— WHAT YOU ARE ASKED TO DO —
Word for word, return the lines from the start of the entries below through the line that has "positive clicks: (237, 221)".

— DATA —
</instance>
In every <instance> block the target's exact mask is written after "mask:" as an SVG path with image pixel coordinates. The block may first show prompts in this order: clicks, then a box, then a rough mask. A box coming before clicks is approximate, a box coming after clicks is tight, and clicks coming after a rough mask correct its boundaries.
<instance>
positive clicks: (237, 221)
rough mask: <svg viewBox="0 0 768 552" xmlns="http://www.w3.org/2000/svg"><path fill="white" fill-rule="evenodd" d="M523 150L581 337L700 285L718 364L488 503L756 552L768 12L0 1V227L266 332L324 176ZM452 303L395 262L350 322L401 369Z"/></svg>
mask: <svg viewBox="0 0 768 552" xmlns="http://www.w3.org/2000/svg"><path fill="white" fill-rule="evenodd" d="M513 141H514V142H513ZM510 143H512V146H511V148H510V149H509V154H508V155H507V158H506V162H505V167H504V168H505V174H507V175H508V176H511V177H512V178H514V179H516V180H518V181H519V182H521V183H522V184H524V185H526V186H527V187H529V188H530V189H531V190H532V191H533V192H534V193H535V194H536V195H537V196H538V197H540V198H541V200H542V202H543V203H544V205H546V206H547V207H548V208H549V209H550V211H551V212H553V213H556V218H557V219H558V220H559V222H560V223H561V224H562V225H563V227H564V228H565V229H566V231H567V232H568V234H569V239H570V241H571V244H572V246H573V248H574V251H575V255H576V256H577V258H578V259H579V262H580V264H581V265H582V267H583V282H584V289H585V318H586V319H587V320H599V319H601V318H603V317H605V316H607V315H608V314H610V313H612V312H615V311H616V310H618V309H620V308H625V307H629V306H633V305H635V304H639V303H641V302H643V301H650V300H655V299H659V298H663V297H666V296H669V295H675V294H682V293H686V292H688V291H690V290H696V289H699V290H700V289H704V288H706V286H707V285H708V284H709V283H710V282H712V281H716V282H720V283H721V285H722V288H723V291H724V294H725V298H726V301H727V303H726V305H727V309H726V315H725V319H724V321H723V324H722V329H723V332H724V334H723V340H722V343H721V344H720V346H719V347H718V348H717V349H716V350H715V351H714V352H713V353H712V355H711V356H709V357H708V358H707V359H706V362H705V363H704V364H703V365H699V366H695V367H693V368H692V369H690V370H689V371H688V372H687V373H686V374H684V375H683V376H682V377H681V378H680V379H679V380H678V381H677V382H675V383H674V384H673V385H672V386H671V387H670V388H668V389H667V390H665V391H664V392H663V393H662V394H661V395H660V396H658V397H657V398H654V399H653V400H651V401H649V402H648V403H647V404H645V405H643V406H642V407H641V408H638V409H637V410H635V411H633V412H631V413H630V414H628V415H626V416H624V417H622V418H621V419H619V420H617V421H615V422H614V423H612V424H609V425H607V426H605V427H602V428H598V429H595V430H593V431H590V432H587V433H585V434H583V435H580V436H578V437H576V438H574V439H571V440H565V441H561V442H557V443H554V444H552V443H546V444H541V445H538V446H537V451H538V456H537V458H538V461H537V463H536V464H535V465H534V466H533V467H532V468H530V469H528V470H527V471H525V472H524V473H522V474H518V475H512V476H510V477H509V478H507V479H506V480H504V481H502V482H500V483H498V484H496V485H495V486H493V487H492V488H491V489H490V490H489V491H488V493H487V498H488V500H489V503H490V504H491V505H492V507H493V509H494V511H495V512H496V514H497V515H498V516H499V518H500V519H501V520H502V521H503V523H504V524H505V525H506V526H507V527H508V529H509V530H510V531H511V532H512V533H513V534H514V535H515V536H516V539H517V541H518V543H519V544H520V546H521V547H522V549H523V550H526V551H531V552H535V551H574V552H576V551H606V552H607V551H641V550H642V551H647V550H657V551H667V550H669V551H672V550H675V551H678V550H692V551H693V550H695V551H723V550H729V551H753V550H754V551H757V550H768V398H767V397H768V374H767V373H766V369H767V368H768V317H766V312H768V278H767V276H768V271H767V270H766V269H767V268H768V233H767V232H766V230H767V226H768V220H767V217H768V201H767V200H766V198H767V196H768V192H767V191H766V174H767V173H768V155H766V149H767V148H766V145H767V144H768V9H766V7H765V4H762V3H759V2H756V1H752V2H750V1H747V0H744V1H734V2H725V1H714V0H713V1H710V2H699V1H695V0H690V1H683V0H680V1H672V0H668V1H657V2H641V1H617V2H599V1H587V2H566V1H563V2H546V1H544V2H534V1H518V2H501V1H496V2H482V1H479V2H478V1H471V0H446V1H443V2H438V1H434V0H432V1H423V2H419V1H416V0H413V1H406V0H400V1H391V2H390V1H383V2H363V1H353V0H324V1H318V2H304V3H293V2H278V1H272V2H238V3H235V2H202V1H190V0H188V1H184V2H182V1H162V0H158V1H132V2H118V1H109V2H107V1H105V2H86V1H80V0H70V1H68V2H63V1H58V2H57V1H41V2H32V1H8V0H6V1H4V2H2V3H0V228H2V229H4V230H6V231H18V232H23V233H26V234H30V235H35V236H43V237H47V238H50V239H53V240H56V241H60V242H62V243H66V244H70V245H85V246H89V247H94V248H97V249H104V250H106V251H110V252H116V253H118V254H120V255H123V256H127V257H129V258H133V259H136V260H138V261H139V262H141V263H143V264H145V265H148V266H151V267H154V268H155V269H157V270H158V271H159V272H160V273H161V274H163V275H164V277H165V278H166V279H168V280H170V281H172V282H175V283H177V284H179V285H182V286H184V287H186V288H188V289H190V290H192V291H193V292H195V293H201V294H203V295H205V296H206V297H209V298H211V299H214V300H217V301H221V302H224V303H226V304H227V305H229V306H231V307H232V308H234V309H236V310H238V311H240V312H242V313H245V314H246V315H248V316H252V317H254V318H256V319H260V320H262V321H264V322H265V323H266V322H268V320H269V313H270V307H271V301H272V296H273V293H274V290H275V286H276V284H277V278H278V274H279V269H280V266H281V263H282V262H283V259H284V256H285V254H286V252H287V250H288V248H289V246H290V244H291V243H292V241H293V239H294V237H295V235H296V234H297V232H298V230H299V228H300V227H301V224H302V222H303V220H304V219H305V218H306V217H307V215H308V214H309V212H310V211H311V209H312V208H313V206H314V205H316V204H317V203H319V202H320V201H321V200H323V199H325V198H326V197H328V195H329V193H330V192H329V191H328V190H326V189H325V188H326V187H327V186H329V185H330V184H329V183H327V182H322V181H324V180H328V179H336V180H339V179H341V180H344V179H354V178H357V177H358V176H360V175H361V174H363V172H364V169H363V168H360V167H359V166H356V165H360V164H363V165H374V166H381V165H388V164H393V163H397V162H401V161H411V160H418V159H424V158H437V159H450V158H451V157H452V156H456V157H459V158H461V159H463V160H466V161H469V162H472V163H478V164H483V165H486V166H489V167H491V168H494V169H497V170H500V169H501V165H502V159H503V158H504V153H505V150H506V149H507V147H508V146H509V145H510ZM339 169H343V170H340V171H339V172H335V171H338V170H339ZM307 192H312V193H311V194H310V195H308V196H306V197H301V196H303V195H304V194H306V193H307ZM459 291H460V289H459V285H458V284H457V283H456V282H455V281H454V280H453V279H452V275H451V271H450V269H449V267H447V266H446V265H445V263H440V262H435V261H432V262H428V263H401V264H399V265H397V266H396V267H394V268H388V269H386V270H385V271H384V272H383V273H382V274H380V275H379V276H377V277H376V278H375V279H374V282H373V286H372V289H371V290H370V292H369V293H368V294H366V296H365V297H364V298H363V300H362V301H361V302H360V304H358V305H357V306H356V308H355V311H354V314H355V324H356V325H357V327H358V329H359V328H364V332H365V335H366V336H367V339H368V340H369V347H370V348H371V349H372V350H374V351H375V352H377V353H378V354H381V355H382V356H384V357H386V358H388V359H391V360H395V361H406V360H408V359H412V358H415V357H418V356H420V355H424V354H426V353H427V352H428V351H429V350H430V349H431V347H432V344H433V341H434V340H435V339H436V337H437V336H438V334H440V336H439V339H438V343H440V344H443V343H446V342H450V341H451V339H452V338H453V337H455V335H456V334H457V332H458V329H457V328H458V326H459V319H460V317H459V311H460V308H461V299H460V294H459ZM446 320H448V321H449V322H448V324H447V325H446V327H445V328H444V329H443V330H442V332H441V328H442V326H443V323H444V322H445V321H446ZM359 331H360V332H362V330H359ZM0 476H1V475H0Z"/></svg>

— RESPONSE FOR THIS EXERCISE —
</instance>
In every <instance> block the target's exact mask is written after "mask:" as an SVG path with image pixel coordinates. The block may first show prompts in this order: clicks, then a box, then a rough mask. A box coming before clicks is approximate, a box coming after clicks is tight, and clicks coming after a rough mask correct its boundaries.
<instance>
positive clicks: (237, 221)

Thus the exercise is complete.